** Opening DATA SUPPLIED block **

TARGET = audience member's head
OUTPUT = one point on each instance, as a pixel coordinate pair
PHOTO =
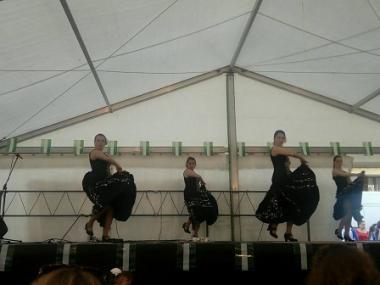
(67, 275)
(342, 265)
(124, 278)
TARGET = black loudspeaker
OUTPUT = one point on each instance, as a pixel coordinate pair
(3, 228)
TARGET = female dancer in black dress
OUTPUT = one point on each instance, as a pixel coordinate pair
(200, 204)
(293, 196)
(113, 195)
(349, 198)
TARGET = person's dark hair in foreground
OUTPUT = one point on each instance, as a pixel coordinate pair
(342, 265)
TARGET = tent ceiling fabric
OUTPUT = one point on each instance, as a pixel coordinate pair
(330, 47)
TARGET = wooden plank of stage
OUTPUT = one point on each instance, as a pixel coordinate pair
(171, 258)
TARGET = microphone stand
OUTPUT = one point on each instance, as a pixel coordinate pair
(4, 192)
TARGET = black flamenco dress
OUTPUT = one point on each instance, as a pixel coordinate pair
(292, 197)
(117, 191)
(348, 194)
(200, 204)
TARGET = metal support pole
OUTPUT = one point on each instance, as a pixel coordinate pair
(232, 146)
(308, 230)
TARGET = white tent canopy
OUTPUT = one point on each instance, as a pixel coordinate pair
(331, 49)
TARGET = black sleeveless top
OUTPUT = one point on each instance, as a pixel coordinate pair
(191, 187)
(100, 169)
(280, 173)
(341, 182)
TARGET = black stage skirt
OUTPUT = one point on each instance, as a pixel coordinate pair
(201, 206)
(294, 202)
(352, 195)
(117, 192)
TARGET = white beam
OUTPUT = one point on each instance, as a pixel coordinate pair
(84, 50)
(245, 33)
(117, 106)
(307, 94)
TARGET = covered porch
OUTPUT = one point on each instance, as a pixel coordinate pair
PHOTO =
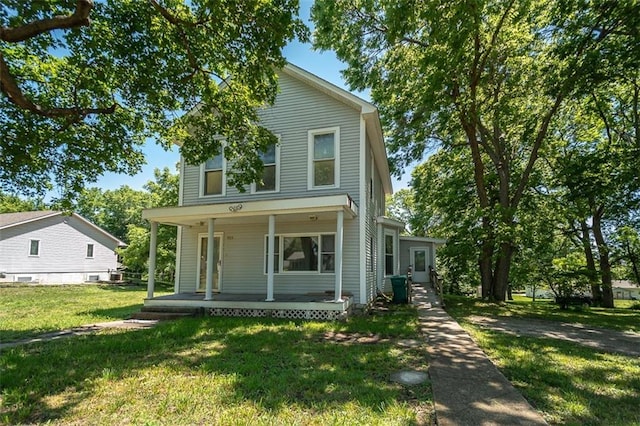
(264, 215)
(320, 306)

** Closing DATA SUPPLIED block **
** Opening DATA SUPPLIED block **

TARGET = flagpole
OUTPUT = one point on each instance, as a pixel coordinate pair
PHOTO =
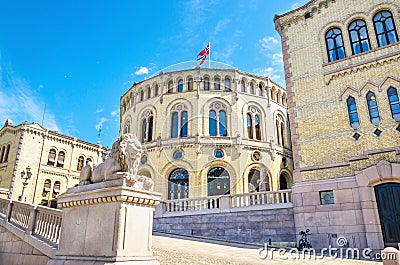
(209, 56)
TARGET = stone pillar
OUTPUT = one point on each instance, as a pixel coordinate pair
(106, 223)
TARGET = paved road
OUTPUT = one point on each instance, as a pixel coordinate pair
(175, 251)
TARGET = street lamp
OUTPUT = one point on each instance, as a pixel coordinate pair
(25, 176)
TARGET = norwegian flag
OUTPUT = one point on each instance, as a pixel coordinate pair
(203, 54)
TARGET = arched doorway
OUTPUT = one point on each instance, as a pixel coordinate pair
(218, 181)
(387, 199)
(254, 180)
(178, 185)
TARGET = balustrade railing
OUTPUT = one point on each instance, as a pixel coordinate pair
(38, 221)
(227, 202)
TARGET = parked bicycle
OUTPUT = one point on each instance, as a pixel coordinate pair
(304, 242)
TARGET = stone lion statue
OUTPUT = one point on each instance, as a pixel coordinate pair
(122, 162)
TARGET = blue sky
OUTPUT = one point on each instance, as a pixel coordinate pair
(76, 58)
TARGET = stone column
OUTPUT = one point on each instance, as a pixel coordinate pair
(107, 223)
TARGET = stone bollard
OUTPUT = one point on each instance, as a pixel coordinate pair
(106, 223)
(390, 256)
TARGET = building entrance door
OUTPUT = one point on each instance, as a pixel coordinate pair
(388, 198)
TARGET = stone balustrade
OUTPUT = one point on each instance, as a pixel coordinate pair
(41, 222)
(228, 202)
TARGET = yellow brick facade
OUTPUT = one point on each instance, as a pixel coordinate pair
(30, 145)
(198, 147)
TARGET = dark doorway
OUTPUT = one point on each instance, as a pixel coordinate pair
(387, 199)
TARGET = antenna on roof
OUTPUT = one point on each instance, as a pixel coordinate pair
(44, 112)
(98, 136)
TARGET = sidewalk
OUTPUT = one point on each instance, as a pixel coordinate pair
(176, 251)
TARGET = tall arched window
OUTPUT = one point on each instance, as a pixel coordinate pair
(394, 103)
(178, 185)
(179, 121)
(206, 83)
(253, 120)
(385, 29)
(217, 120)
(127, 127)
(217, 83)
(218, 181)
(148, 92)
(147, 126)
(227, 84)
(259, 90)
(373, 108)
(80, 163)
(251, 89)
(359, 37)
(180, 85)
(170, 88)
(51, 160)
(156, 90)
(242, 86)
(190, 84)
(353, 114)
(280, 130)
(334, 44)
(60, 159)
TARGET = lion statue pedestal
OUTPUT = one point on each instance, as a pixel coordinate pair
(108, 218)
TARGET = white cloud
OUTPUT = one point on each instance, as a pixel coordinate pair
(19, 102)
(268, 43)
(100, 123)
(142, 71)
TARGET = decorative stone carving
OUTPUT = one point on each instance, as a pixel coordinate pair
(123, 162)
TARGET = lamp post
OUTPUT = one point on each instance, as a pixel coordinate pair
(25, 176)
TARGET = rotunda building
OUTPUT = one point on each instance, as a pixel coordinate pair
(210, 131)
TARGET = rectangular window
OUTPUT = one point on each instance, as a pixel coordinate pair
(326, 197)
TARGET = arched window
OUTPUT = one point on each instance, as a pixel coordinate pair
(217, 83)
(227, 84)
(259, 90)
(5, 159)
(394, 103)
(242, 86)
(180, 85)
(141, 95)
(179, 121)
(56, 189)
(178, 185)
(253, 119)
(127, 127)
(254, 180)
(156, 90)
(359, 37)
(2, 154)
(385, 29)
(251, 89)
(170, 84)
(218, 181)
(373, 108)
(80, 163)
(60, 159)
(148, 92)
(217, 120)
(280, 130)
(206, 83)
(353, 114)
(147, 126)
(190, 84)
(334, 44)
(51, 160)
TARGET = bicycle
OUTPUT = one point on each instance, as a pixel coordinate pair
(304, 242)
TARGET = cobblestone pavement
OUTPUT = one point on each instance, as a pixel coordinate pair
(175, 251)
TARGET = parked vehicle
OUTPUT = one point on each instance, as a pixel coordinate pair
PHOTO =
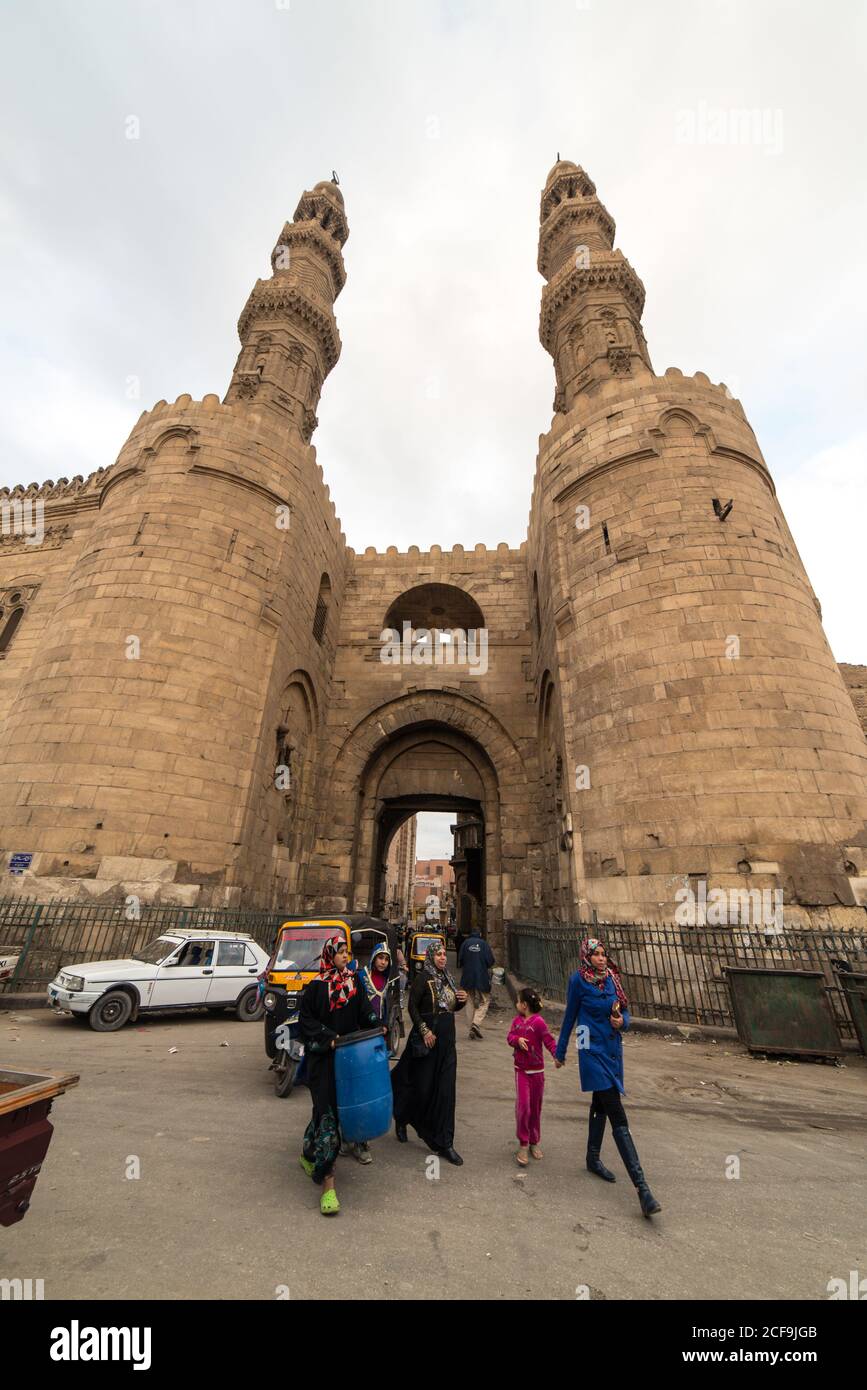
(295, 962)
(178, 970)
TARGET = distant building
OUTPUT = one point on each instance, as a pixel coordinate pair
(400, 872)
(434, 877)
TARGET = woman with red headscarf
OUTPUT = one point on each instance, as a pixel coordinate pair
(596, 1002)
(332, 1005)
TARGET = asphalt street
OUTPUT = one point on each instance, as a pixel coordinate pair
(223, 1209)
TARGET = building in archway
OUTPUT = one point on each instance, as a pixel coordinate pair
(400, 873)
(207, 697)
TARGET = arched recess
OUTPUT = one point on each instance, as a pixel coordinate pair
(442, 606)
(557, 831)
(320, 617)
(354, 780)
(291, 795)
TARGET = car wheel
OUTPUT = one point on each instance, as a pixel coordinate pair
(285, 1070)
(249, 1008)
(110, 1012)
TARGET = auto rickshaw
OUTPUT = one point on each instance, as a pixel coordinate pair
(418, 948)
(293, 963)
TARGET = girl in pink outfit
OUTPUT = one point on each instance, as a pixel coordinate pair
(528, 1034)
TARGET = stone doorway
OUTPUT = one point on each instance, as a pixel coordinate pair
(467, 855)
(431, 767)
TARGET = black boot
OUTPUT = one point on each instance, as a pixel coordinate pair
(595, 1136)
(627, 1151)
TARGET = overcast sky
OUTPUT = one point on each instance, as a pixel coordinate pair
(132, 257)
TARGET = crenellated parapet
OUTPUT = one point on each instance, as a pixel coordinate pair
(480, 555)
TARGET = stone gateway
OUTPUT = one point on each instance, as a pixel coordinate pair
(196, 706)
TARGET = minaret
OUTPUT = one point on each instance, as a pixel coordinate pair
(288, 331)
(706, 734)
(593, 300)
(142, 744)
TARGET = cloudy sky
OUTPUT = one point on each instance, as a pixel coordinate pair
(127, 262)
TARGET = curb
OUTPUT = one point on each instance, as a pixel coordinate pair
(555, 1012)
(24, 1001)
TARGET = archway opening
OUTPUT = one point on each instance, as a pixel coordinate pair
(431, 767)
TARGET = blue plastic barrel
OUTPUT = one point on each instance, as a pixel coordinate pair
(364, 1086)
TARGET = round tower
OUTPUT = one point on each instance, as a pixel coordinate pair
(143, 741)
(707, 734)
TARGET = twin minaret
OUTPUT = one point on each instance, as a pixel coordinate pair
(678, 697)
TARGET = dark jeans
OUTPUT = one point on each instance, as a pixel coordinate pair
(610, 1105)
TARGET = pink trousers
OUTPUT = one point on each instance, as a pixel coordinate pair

** Closing DATA SUPPLIED block **
** Opening DATA SUPPLIED block **

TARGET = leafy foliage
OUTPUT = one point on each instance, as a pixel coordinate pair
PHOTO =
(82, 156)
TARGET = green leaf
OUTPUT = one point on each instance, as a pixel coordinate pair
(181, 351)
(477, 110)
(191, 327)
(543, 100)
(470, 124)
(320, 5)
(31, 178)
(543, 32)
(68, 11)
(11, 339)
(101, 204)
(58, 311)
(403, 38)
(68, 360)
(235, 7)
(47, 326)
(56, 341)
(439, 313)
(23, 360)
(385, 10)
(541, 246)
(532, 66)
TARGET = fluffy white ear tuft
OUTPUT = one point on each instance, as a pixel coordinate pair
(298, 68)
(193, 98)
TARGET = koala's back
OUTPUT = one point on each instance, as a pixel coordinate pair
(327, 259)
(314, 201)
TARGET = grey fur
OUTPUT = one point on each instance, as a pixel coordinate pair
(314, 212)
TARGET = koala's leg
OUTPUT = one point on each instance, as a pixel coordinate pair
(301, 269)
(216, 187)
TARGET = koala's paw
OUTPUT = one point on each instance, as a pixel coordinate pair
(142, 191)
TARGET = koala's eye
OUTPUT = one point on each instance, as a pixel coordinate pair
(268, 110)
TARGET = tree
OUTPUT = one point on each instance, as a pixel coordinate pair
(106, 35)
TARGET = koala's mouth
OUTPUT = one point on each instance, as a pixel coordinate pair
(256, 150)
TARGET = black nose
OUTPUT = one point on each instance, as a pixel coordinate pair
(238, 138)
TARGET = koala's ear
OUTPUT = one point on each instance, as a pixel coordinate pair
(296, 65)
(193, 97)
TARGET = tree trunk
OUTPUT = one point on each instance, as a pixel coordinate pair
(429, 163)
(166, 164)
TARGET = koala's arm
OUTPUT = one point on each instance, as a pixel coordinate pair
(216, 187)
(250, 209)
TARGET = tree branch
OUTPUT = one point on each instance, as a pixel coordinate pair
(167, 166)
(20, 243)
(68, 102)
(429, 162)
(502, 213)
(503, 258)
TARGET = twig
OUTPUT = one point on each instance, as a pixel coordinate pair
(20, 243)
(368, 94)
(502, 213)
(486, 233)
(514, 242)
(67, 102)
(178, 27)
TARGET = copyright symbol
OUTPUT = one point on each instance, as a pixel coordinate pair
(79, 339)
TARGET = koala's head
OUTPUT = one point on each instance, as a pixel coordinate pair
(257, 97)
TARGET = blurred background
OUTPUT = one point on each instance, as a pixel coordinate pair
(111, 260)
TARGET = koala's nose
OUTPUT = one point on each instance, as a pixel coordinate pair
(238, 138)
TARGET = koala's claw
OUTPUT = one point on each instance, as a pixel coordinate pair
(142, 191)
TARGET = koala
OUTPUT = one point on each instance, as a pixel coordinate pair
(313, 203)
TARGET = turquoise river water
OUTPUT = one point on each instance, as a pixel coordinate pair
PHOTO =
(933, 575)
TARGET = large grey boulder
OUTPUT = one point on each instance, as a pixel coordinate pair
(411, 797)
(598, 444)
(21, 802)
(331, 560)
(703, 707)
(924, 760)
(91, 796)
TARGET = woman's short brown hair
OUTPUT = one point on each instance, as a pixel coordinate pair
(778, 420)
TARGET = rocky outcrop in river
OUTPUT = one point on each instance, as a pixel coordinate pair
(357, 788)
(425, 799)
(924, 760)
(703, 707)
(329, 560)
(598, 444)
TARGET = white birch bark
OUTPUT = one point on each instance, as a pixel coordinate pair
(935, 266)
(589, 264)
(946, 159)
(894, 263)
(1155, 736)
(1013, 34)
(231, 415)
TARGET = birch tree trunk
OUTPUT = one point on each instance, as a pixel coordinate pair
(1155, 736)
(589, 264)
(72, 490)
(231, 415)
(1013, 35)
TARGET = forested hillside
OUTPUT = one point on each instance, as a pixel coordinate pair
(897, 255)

** Closing DATA SUPPLIED block **

- WHAT YOU WILL DO: Copy out every line of the records that the string "white" appears in.

- ANSWER:
TARGET = white tent canopy
TARGET = white beam
TARGET = white cloud
TARGET = fluffy white ear tuft
TARGET = white birch bark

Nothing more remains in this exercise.